AIM OF THE EXERCISE: Reproduce each of the entries below word for word, leaving out the pictures.

SUPPLIED DATA:
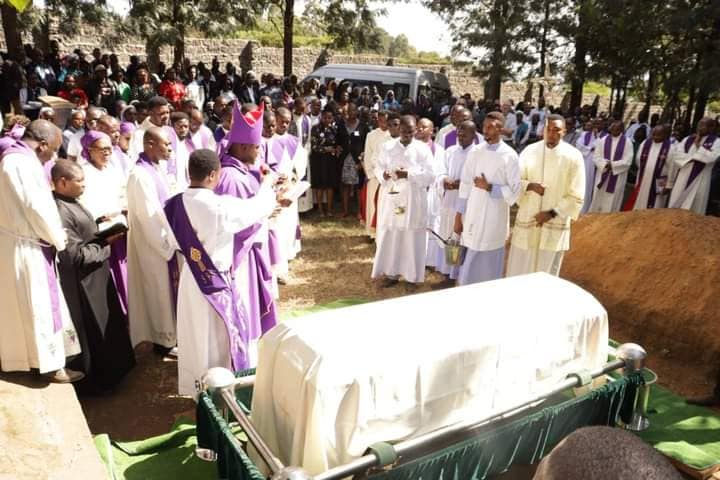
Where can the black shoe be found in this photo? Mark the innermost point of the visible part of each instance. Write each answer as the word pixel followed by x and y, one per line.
pixel 709 401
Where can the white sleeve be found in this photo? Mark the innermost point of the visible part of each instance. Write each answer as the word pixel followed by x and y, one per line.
pixel 240 213
pixel 623 165
pixel 512 189
pixel 145 207
pixel 30 186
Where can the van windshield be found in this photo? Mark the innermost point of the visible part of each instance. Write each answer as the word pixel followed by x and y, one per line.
pixel 401 90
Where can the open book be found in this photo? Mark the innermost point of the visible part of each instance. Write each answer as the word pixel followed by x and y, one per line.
pixel 114 225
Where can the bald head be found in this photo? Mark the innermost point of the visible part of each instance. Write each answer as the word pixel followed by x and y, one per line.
pixel 466 133
pixel 156 144
pixel 66 169
pixel 44 138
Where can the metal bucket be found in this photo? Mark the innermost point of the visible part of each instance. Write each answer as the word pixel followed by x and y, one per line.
pixel 454 253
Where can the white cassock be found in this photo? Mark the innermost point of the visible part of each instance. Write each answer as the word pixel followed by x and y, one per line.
pixel 442 133
pixel 29 218
pixel 434 250
pixel 562 172
pixel 105 193
pixel 649 179
pixel 586 144
pixel 286 223
pixel 486 215
pixel 151 244
pixel 693 195
pixel 402 216
pixel 455 158
pixel 202 336
pixel 605 201
pixel 373 142
pixel 136 141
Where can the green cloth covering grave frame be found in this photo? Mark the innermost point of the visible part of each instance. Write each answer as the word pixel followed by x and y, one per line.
pixel 523 440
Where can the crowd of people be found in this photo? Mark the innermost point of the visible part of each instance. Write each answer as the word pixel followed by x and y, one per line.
pixel 188 183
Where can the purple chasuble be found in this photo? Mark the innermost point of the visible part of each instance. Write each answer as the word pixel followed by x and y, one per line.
pixel 238 180
pixel 697 166
pixel 607 175
pixel 215 286
pixel 49 252
pixel 662 156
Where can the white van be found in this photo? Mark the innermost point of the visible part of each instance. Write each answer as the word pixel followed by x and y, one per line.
pixel 404 82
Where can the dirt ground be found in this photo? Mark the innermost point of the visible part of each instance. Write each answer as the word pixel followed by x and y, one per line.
pixel 335 262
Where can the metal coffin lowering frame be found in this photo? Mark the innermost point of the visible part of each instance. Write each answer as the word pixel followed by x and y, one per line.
pixel 220 385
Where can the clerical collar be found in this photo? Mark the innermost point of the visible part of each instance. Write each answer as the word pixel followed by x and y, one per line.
pixel 64 198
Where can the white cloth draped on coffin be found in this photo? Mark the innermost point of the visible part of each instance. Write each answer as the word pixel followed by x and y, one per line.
pixel 331 384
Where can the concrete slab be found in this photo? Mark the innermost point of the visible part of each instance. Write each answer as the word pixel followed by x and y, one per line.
pixel 43 432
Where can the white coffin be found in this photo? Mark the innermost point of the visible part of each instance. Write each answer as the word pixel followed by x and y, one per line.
pixel 332 383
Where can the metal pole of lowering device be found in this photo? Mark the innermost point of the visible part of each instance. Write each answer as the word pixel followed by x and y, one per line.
pixel 629 356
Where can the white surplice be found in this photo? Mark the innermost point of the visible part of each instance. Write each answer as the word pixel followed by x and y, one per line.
pixel 151 244
pixel 203 341
pixel 104 193
pixel 402 216
pixel 649 180
pixel 586 144
pixel 604 201
pixel 287 221
pixel 562 172
pixel 694 196
pixel 373 142
pixel 452 166
pixel 486 220
pixel 434 205
pixel 29 217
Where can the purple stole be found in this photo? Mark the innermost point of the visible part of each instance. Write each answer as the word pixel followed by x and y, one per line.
pixel 215 286
pixel 662 156
pixel 248 247
pixel 49 252
pixel 607 175
pixel 697 166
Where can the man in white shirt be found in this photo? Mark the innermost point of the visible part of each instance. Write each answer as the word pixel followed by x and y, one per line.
pixel 655 160
pixel 552 177
pixel 698 154
pixel 489 185
pixel 36 329
pixel 151 244
pixel 404 170
pixel 613 157
pixel 208 334
pixel 373 143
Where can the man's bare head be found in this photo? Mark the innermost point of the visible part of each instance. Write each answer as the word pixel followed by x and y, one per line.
pixel 44 138
pixel 156 144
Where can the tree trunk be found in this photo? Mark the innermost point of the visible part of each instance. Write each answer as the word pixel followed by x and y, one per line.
pixel 687 121
pixel 179 47
pixel 11 28
pixel 288 23
pixel 577 78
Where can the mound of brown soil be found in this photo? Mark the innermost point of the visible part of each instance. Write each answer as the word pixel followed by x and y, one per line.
pixel 658 274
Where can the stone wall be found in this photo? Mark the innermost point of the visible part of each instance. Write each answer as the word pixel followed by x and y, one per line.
pixel 248 54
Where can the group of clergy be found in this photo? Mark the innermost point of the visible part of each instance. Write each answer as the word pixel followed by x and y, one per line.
pixel 671 173
pixel 181 247
pixel 426 197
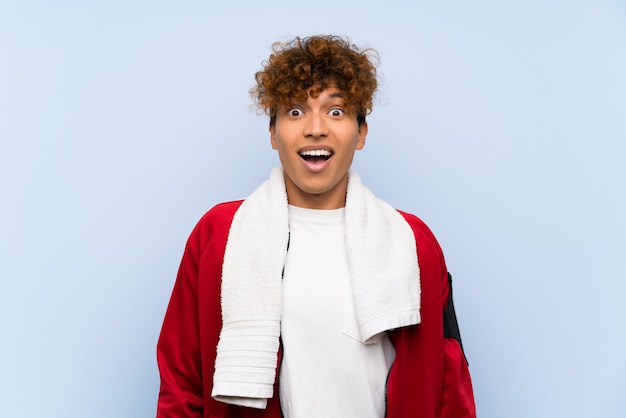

WRITTEN ANSWER:
Where can the black shoe be found in this photo? Mark the innermost point of the visible part of each instance. Write each answer as the word pixel followed by x and y, one per line.
pixel 709 401
Where can the white sleeve be found in this photo? Mark the innermost point of the visible part of each instance. Write each answer as the word pixel followed by x and y, one per line.
pixel 240 213
pixel 623 165
pixel 512 189
pixel 145 207
pixel 30 186
Where can the van windshield be found in this photo? Mark the innermost point of the visible part of each instance. Write each answer as the word pixel followed by x and y, one per line.
pixel 401 90
Where can the open book be found in this photo? Mark the innermost point of the visible part of each instance. Write each answer as the word pixel followed by x and y, one per line.
pixel 114 225
Where can the bald head be found in this photo? Mark the innermost point of the visible part of each instance. Write each answer as the word pixel followed by x and y, one per line.
pixel 466 133
pixel 156 144
pixel 66 169
pixel 44 138
Where can the metal bucket be found in this photo? Mark the innermost point of the visible part of each instance. Write each answer as the word pixel followed by x and y, one per line.
pixel 454 253
Where can the white cassock be found in this photo? Mark the innermost point of the visible part of each instance. Write each answer as the word pixel followed by x and y, one per line.
pixel 442 133
pixel 29 218
pixel 434 250
pixel 562 172
pixel 105 193
pixel 649 179
pixel 586 144
pixel 286 223
pixel 486 215
pixel 151 244
pixel 693 195
pixel 402 216
pixel 455 158
pixel 202 336
pixel 605 201
pixel 373 142
pixel 136 141
Where can the green cloth covering grave frame be found in this photo? Mark the innermost point of the visible part of each instance. Write each answer as the word pixel followed by x and y, one per line.
pixel 523 440
Where can the crowd of people be found in this photo? Mark the innermost point of the visible part of each instance. Write each answer as the word pixel followed by x and y, one per line.
pixel 188 183
Where can the purple chasuble be found in this photo? Mark the innermost point of the visible part of each instance. Write each answer as the word pixel followed by x and y, one per line.
pixel 238 180
pixel 697 166
pixel 607 175
pixel 215 286
pixel 49 252
pixel 662 156
Where can the white van be found in this photo? Mark the innermost point of the visible part of each instance. Write each answer as the word pixel followed by x and y, one per line.
pixel 404 82
Where can the dirt ground be found in this photo? Mark the innermost point of the visible part of each instance. Write each answer as the word pixel followed by x and y, one per line.
pixel 335 262
Where can the metal coffin lowering frame be found in this photo? Mark the innermost point of the visible part of each instance. Write each answer as the word pixel followed by x and y, one per line.
pixel 220 385
Where can the clerical collar be found in this photo? Mark the innermost point of the visible part of each instance. Write each answer as the word pixel followed by x and y, one per line.
pixel 64 198
Where can the white cloth draped on coffin be found in this photo? Mark the innermost point of the visible part of each instance. Write each answer as the word pixel followed by x and y, one per line.
pixel 331 384
Where can the concrete slab be found in this photo? Mark the innermost point of the visible part of each instance. Write each answer as the word pixel followed by x and y, one per line.
pixel 43 432
Where can the white coffin be found in this photo? Mark the innermost point of the visible part of each instance. Write each answer as the word pixel followed by x and y, one per line.
pixel 332 383
Where can the metal pole of lowering device be found in this photo? Mark the innermost point of the visible part of each instance. Write each answer as the word pixel followed by x and y, one per line.
pixel 629 356
Where can the white surplice be found in this photo? Mark the innermost point of the visible part of each instance. Write each answer as the word pixel followed by x and y, one per line.
pixel 151 244
pixel 203 341
pixel 104 193
pixel 402 216
pixel 649 180
pixel 586 144
pixel 604 201
pixel 287 221
pixel 562 172
pixel 694 196
pixel 373 142
pixel 452 166
pixel 486 220
pixel 434 205
pixel 29 217
Where can the purple stole be found in this photo? Mark the innermost point of the visible part of each instance. Write each answer as the word pixel followed by x and y, one per line.
pixel 215 286
pixel 662 156
pixel 248 247
pixel 49 252
pixel 607 175
pixel 697 166
Where can the man in white shirt be found in this photo? Mark the innermost point of the visible part of each instance. Write each answer as the word pixel followed by x and y, one per line.
pixel 655 160
pixel 552 177
pixel 698 154
pixel 489 185
pixel 36 329
pixel 151 244
pixel 404 170
pixel 613 157
pixel 208 334
pixel 373 143
Where can the man's bare head be found in this photo? Mark the innermost point of the visible part of each instance. Write each answer as the word pixel followed by x and y, one per line.
pixel 44 138
pixel 156 144
Where can the tree trunk be found in this photo? Mark the innermost point of the visible part of each instance. Write each answer as the word pixel followed by x and y, one per line.
pixel 687 121
pixel 179 47
pixel 11 28
pixel 288 23
pixel 577 78
Where can the mound of brown soil be found in this photo? Mark the innermost point of the visible part of each instance. Write each answer as the word pixel followed by x and y, one per line.
pixel 658 274
Where can the stone wall be found in this photo? Mark the innermost point of the visible part of each instance. Write each answer as the word pixel followed by x and y, one per line.
pixel 248 54
Where can the group of clergy be found in this photo? Mark the innermost point of the visible part of each instance. Write each answer as the word pixel followed by x and y, one per line.
pixel 671 173
pixel 181 247
pixel 426 197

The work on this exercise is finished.